I went to the Crow. I hugged all of my favorite bar and wait staff. I remembered that one of them still had a key to my apartment. I had him dog sit once, and I let him keep it. I secretly hoped he would show up one night, but he hasn’t yet. I drank two glasses of wine with Savers and Harley Davidson. It was uneventful really, and then Savers asked me to go to the bistro for another glass. What could I say? It wasn’t like I had anything better to do. So, I went. After that, I got invited to Saver’s house for dinner. “My daughter is there” he reassured. It was late, and I drank too much wine, but I went anyway.
There was too much going on that day. I was getting texts from my neighbor that I was supposed to pick up. Clearly I couldn’t. He was on the other side of town. I call him Gus’s Boyfriend. Gus’s Boyfriend? Gus stood for ‘guy upstairs.’ And, my neighbor, Gus’s boyfriend, used to be inseparable from the guy upstairs, hence the name.
Gus’s Boyfriend: Okay, I get off at 7PM or 7:30 PM tonight.
Me: I can’t drive there, but I will Uber you home.
Me: Is that okay?
Gus’s Boyfriend: It’s okay don’t worry about me I find something else hop you
okay.
Well, I was off the hook for that, but then, I got another text.
Green Chili: What are you doing later this evening?
Me: Umm…nothing.
I should have said that I was out. I was already many glasses in and I had to get home.
Me: I’m in rich white people land and by the time I get home, I probably won’t be able to drive.
Me: Well, drive anywhere else.
Me: You guys want to come over?
What a stupid idea that was.
Green Chili: What time were are you thinking?
Me: 9:00 ish?
I made my way back home and sent out texts indicating so.

Mask labeling examples:

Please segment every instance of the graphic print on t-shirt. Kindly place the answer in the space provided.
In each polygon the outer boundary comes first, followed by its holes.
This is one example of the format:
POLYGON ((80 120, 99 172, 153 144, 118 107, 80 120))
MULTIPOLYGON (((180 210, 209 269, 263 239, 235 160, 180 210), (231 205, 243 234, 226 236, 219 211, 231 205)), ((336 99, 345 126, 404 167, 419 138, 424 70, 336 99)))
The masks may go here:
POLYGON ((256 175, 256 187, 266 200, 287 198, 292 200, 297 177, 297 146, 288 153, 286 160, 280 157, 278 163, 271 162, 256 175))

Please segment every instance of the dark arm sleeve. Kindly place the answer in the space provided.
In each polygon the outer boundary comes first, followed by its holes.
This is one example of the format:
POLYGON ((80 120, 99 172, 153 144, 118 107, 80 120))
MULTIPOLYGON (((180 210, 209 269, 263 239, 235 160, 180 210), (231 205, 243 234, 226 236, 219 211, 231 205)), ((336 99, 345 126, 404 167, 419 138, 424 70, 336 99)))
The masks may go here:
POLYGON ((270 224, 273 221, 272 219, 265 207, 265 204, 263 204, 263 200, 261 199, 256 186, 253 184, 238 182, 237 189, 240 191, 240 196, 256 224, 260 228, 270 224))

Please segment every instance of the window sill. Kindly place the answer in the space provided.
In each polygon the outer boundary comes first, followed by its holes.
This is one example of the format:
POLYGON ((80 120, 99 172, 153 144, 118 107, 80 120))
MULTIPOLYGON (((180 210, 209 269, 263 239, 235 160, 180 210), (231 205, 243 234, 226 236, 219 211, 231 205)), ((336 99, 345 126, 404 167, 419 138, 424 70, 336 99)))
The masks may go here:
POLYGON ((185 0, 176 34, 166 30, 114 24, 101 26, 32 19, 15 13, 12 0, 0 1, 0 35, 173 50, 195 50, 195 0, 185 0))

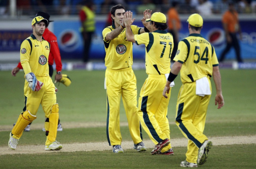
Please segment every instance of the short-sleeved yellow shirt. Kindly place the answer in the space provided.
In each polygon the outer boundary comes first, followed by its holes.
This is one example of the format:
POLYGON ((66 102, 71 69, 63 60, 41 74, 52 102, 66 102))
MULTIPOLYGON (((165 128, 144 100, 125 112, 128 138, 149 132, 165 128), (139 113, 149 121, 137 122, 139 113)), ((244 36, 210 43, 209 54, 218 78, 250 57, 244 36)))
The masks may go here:
POLYGON ((21 63, 25 75, 33 73, 37 77, 49 76, 48 58, 50 44, 43 38, 41 42, 32 34, 21 46, 21 63))
POLYGON ((219 65, 214 48, 200 34, 192 34, 182 40, 174 60, 183 64, 181 78, 183 83, 205 77, 210 78, 213 67, 219 65))
MULTIPOLYGON (((131 25, 134 34, 139 34, 142 28, 131 25)), ((126 35, 126 28, 115 38, 111 41, 106 41, 108 34, 115 29, 112 25, 104 29, 102 31, 106 57, 105 66, 114 70, 122 69, 131 67, 133 63, 133 43, 127 41, 126 35)))
POLYGON ((166 30, 134 35, 137 45, 146 46, 146 72, 150 74, 165 74, 170 71, 170 56, 173 49, 173 38, 166 30))

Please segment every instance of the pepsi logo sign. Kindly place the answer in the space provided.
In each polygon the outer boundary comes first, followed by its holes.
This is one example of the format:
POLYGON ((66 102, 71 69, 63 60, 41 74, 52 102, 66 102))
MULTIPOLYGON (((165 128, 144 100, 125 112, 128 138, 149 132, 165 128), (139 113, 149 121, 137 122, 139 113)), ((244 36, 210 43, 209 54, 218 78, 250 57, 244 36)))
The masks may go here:
POLYGON ((39 57, 38 62, 41 65, 44 65, 47 63, 47 58, 44 55, 41 55, 39 57))
POLYGON ((219 47, 225 42, 225 33, 219 28, 214 28, 210 29, 207 35, 209 42, 215 47, 219 47))
POLYGON ((66 29, 59 35, 59 47, 63 50, 72 52, 76 50, 79 45, 79 36, 77 32, 71 29, 66 29))
POLYGON ((115 50, 119 54, 123 54, 126 52, 126 46, 123 44, 118 45, 115 48, 115 50))

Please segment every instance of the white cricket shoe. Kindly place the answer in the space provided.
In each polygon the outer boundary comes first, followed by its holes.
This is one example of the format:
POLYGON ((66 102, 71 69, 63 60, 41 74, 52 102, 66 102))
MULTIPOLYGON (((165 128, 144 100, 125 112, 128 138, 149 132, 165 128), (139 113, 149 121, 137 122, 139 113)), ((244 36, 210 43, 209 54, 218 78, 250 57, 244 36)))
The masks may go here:
POLYGON ((19 139, 16 139, 13 137, 11 136, 11 132, 10 133, 10 139, 9 141, 8 142, 8 145, 11 149, 12 150, 15 150, 17 147, 17 144, 18 144, 18 141, 19 139))
POLYGON ((113 145, 113 152, 115 153, 123 153, 123 150, 121 147, 121 145, 113 145))
POLYGON ((62 145, 59 144, 59 142, 55 141, 48 145, 45 147, 45 150, 59 150, 62 148, 62 145))
POLYGON ((197 164, 195 163, 189 162, 185 160, 182 161, 181 163, 181 167, 197 167, 197 164))
POLYGON ((213 142, 210 140, 206 140, 198 150, 197 163, 202 165, 206 161, 208 157, 208 152, 213 145, 213 142))

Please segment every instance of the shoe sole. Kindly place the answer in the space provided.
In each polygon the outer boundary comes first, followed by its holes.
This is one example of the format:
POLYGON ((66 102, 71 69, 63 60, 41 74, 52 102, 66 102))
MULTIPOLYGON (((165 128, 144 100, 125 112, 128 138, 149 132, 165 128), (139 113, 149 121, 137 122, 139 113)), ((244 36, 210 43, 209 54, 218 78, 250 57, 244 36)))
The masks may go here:
POLYGON ((203 152, 203 154, 202 155, 202 157, 199 160, 198 164, 199 165, 202 165, 206 162, 207 159, 208 158, 208 152, 209 151, 210 149, 211 148, 211 146, 213 145, 213 142, 211 141, 209 141, 206 144, 206 146, 205 147, 205 150, 203 152))
POLYGON ((170 140, 168 140, 168 141, 166 141, 164 144, 162 144, 161 145, 161 146, 160 146, 156 150, 154 150, 153 151, 151 152, 151 155, 154 155, 157 153, 158 152, 161 151, 161 150, 163 149, 163 148, 165 147, 166 146, 167 146, 167 145, 170 144, 170 140))
POLYGON ((138 151, 139 152, 142 152, 143 151, 147 151, 147 149, 145 147, 144 148, 142 148, 139 150, 138 150, 134 146, 133 149, 135 150, 136 150, 137 151, 138 151))
POLYGON ((10 133, 10 138, 9 138, 9 141, 8 141, 8 145, 9 146, 9 147, 11 150, 15 150, 16 149, 14 149, 13 148, 12 148, 11 147, 11 145, 10 145, 10 140, 11 140, 11 132, 10 133))
POLYGON ((114 152, 114 153, 123 153, 123 151, 118 151, 117 152, 115 152, 114 151, 113 151, 114 152))
POLYGON ((62 148, 62 146, 60 145, 57 148, 53 149, 52 148, 45 148, 45 150, 59 150, 62 148))

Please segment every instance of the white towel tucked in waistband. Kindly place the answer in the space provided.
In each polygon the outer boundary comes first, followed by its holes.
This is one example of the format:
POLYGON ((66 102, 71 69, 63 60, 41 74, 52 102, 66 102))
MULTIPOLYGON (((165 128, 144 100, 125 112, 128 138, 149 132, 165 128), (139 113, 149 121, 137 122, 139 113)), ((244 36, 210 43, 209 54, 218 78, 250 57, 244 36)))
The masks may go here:
POLYGON ((195 81, 195 82, 196 95, 203 97, 205 95, 210 95, 211 94, 209 82, 206 77, 204 77, 198 80, 195 81))
MULTIPOLYGON (((168 77, 169 77, 169 74, 170 73, 167 73, 165 75, 165 77, 166 78, 166 81, 167 81, 168 79, 168 77)), ((174 87, 174 85, 175 85, 175 84, 174 84, 174 82, 172 81, 171 82, 171 83, 170 84, 170 87, 174 87)))

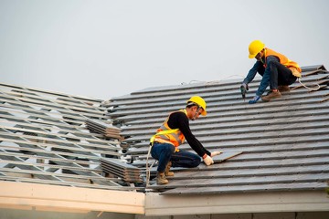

Written instruction.
Write a continuation of the first-person account of the evening at the Crow and the text messages that followed. Begin after its final sentence.

Answer to the problem.
Savers: Home
That was sometime just before 9:00 PM. I laid down in my bed with my Beats on and I tried to sleep. I had already regretted my decision to invite them over, but it was too late.
Green Chili: Ok cool – we are going to eat and we will be there around 9
Me: Okay, text when you’re here so my dog doesn’t freak out.
Sometime around 10:00 there was a knock on my door, no warning text. I painfully got up. I looked out of my kitchen window, and, it was them. There were three of them. One stood there holding a bag of beer, and the other with two bottles of wine. I opened my door, let them in, and five hours later, six beer, and two bottles of wine, they left. I wanted to say bye Felicia, but I was too drunk and tired, and I didn’t think they’d get the reference anyway. Now, back to waking up at 8:33 in the morning.
Fuck. I didn’t want to wake up. My head hurt, my body was lame, but I didn’t have a choice. The sun was shining in. I reached over and grabbed my phone from the night stand to see what other mischief that I got up to night before. Thankfully, it was nothing more. No drunk texts.
I rolled out of bed, literally, on to my dog’s bed next to me, to which he was still on. He stretched out on it while I crawled over him. I felt like shit. I dragged my ass up into the kitchen. I opened my fridge that was littered with pictures of my past and grabbed my power aid. I stood there with the opened fridge and drank straight from the bottle. It didn’t help. I looked around my apartment for evidence of what happened the night before.
There were two, almost empty pint glasses and two very empty wine glasses. Near the couch I found a near empty wine bottle. I poured it into one of the glasses and finished it. I figured that it couldn’t get any worse.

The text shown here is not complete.